-- BEGIN DATA FOR THE TASK --

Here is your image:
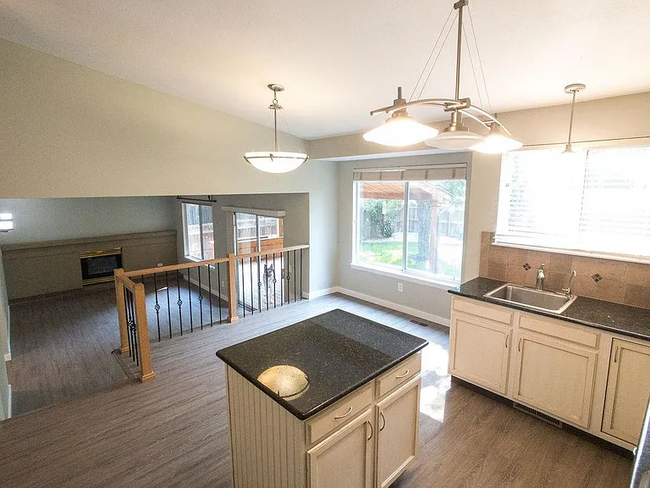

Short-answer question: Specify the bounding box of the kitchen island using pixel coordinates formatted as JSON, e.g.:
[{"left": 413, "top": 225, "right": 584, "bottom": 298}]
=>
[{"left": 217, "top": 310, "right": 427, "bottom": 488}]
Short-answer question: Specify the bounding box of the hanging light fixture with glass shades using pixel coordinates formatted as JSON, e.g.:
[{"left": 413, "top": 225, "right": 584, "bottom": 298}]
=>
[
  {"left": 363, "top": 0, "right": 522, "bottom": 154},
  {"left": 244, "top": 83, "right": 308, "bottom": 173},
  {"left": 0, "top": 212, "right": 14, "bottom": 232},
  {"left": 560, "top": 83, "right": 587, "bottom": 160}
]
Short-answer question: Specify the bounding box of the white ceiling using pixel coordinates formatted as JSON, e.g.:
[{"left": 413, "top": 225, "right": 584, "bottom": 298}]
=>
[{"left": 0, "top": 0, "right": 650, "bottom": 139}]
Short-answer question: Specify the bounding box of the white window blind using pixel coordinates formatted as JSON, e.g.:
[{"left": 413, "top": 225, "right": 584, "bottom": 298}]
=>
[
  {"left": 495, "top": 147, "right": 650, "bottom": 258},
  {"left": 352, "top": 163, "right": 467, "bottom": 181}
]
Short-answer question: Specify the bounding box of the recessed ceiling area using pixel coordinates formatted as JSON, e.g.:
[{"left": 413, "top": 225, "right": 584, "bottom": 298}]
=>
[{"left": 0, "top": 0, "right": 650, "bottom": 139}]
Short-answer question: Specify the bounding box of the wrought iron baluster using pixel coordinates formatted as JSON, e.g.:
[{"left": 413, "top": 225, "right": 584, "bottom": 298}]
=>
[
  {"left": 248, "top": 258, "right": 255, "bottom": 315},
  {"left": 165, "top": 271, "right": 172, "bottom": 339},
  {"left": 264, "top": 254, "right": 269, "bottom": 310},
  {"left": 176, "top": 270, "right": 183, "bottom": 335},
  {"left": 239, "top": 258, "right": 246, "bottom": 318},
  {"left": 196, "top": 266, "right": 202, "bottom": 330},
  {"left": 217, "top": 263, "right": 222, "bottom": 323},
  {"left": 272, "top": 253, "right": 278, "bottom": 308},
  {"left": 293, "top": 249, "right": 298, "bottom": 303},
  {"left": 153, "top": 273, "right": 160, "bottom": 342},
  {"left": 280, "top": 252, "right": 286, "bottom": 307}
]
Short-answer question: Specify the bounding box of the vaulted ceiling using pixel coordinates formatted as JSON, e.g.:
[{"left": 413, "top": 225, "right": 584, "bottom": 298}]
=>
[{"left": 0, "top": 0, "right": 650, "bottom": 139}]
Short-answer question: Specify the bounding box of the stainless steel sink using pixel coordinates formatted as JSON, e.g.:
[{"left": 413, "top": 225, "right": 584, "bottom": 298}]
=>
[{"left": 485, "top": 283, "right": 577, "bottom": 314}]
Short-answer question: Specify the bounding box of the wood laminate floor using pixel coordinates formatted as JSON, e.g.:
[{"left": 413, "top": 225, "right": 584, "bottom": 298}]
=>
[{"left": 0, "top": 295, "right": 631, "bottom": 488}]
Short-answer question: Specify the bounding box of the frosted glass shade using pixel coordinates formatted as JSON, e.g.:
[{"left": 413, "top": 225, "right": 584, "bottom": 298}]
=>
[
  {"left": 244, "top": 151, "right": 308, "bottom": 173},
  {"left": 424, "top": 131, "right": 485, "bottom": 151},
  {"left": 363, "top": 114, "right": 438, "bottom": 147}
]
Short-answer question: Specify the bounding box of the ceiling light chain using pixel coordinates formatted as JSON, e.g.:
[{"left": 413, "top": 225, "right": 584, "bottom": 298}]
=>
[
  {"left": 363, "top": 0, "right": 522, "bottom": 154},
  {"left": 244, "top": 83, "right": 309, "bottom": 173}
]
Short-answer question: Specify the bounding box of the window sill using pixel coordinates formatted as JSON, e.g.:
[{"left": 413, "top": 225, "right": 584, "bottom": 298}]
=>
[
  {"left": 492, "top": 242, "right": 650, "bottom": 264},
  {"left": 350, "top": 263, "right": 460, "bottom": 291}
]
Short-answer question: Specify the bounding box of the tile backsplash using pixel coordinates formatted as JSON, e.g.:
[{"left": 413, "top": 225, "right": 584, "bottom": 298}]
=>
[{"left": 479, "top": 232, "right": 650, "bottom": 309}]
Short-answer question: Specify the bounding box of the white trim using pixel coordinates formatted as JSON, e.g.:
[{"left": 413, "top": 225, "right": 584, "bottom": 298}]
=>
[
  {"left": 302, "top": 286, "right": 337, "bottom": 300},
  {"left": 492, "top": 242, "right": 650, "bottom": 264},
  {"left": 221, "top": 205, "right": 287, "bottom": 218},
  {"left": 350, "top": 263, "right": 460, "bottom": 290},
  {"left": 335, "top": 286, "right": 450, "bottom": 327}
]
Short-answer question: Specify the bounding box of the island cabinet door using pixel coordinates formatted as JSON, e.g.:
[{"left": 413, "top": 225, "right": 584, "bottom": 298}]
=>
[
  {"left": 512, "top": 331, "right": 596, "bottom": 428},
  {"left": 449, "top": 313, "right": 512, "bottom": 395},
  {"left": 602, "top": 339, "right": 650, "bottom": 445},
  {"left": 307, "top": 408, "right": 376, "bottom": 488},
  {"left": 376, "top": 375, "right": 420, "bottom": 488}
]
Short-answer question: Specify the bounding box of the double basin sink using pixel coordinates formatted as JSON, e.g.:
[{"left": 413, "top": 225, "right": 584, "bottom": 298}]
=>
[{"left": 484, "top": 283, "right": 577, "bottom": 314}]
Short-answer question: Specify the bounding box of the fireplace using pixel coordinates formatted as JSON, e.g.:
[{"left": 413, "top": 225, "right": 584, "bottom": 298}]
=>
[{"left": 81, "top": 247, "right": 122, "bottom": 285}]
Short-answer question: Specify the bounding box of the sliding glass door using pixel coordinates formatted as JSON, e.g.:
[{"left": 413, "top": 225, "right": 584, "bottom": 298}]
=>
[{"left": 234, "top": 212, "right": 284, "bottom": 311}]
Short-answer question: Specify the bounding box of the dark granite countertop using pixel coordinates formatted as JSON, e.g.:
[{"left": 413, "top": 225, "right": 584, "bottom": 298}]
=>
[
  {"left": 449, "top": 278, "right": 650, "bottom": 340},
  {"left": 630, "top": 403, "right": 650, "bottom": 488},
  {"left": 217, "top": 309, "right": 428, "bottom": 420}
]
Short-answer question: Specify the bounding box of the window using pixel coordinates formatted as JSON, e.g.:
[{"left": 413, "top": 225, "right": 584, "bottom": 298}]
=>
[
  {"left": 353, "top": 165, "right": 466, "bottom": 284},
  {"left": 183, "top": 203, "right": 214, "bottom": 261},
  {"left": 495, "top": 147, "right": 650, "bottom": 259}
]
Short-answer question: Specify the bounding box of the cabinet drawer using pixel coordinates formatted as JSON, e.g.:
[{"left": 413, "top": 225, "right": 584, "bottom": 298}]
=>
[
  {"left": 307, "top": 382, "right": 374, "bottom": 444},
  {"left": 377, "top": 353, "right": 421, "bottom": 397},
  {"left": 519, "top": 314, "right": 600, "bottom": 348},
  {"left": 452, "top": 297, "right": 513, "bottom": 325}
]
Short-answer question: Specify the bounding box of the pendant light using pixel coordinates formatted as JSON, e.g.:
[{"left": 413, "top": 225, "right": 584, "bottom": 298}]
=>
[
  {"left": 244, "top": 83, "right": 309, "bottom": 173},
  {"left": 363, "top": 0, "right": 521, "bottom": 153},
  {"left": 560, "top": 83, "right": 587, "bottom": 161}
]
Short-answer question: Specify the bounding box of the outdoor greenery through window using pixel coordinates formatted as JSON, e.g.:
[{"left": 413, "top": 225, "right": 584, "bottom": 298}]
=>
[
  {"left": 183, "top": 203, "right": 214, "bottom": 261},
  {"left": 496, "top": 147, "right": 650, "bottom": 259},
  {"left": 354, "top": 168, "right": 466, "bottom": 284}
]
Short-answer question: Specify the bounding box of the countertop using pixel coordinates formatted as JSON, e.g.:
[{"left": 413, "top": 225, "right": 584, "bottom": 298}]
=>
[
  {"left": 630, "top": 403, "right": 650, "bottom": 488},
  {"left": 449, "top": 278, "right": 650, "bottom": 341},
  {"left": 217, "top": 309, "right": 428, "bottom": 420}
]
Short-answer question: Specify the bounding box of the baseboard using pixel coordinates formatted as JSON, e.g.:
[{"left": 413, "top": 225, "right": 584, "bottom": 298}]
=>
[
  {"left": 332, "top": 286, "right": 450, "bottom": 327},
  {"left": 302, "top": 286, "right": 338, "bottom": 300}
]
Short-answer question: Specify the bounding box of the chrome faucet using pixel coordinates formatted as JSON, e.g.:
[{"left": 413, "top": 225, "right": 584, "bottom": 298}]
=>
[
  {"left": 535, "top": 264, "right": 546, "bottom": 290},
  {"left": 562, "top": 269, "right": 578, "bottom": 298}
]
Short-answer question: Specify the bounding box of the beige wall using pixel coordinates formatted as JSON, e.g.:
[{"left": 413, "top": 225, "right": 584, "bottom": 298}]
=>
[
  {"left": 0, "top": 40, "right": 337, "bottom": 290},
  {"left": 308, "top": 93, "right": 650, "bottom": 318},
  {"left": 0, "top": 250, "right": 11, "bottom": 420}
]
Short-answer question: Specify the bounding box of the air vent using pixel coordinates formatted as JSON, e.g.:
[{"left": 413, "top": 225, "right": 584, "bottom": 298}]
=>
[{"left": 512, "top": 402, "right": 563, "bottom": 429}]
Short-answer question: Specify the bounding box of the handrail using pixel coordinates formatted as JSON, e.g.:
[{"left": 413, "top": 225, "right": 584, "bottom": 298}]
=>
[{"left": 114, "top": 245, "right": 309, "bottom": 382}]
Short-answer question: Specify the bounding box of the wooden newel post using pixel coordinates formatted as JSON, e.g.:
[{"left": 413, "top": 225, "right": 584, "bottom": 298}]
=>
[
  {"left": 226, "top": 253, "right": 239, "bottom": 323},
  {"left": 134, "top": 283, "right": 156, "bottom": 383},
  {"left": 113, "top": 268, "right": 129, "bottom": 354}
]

-- END DATA FOR THE TASK --

WHAT YOU WILL DO:
Pull out every line of the items above that contains the string "island", matching case exactly.

IN RESPONSE:
Short-answer question: Specify the bounding box of the kitchen island using pixel coordinates formatted as JSON, e.g.:
Short-answer question: Specify the bounding box of the island cabinet door using pixel coordinates formatted as JSON, e.g.:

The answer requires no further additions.